Task brief: Reproduce the lines below verbatim, with the pictures omitted from the output.

— start Provided data —

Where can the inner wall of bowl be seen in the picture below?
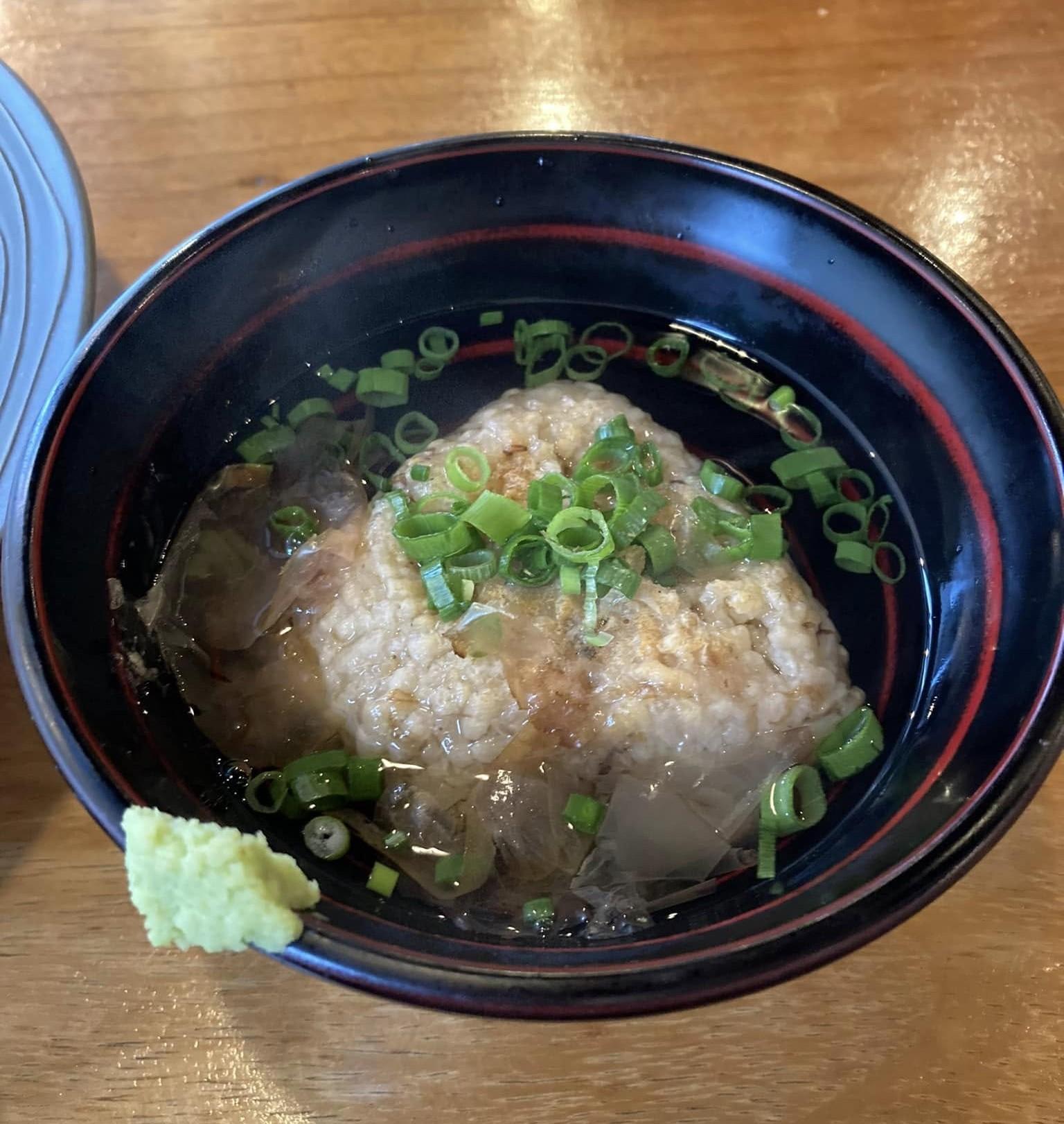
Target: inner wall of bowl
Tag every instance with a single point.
(229, 325)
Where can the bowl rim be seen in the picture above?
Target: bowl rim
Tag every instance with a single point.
(944, 858)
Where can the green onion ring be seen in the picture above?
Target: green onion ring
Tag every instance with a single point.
(896, 553)
(526, 560)
(854, 558)
(670, 342)
(496, 516)
(585, 523)
(278, 791)
(847, 511)
(855, 475)
(475, 565)
(459, 477)
(590, 353)
(428, 369)
(417, 422)
(382, 386)
(438, 344)
(435, 535)
(596, 331)
(612, 455)
(401, 359)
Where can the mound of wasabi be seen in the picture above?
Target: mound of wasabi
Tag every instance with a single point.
(216, 888)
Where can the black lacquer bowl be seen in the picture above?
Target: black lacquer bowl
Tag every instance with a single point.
(916, 379)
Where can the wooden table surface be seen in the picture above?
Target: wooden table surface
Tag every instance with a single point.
(946, 117)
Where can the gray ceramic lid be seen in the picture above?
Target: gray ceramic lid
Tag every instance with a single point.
(46, 265)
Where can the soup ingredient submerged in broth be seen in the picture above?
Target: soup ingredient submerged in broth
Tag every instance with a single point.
(489, 724)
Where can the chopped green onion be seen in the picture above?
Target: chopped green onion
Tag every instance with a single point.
(294, 525)
(616, 428)
(781, 398)
(580, 535)
(448, 869)
(668, 344)
(442, 597)
(856, 514)
(544, 499)
(621, 489)
(648, 464)
(627, 524)
(341, 379)
(822, 491)
(538, 913)
(583, 813)
(438, 344)
(614, 574)
(894, 553)
(771, 493)
(536, 350)
(314, 762)
(527, 560)
(496, 516)
(855, 475)
(793, 802)
(398, 502)
(766, 536)
(327, 838)
(400, 359)
(365, 778)
(382, 386)
(459, 477)
(605, 327)
(321, 791)
(808, 419)
(718, 482)
(594, 356)
(610, 455)
(263, 446)
(428, 369)
(433, 535)
(382, 880)
(855, 558)
(792, 469)
(854, 743)
(278, 787)
(442, 502)
(766, 852)
(659, 545)
(475, 565)
(570, 578)
(414, 432)
(592, 635)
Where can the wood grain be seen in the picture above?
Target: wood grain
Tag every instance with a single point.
(946, 117)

— end Provided data —

Response to this task:
Where can the inner wall of bowl be seen in the picture below?
Target: inner wall of bowl
Tag every instance with a single point.
(229, 325)
Where can the bowl rim be seen in the picture above?
Target: bowl rim
Tag every instance with a single point.
(944, 858)
Where can the green onion ring be seen in the picture above?
Target: green onion ring
Tag every instance with a single point.
(896, 553)
(526, 560)
(854, 558)
(670, 342)
(496, 516)
(585, 523)
(278, 791)
(847, 511)
(855, 475)
(475, 565)
(459, 477)
(590, 353)
(428, 369)
(417, 422)
(382, 386)
(438, 344)
(435, 535)
(596, 331)
(612, 455)
(401, 359)
Where can the mound of wasabi be seen in the picture above?
Target: mound of wasabi
Tag every instance with a single point.
(216, 888)
Where can the black lacquer bowl be seen in the picture above?
Target: black lacquer bowl
Tag every instance with a single point.
(916, 379)
Where can the wooden table surface be seen in the picture above?
Target: wooden table surface
Tag every instance with a single point.
(946, 117)
Where can the gray ceramic lid be seen in the picture above?
Target: gray ceramic lid
Tag every instance with a single point.
(46, 265)
Where can the soup ingredient submerged in broth be seen in the picture above?
Target: soup ingredient submerged in broth
Tag every instance with a single point.
(489, 724)
Where can the chopped green onion be seen in the picture above?
Target: chopped green onion
Tag every instance with a single point.
(294, 525)
(616, 428)
(781, 398)
(580, 535)
(448, 869)
(668, 344)
(442, 597)
(856, 514)
(544, 499)
(621, 489)
(648, 464)
(627, 524)
(341, 379)
(822, 491)
(538, 913)
(583, 813)
(438, 344)
(614, 574)
(894, 553)
(771, 493)
(536, 350)
(314, 762)
(527, 560)
(496, 516)
(855, 475)
(793, 802)
(398, 502)
(766, 536)
(327, 838)
(400, 359)
(365, 778)
(382, 386)
(459, 477)
(605, 327)
(321, 791)
(808, 419)
(718, 482)
(594, 356)
(610, 455)
(263, 446)
(428, 369)
(433, 535)
(382, 880)
(855, 558)
(792, 469)
(854, 743)
(278, 787)
(442, 502)
(766, 852)
(659, 545)
(475, 565)
(570, 578)
(414, 432)
(592, 635)
Where can the wood grain be seen in the picture above?
Target: wood grain
Tag every instance with a single point.
(946, 117)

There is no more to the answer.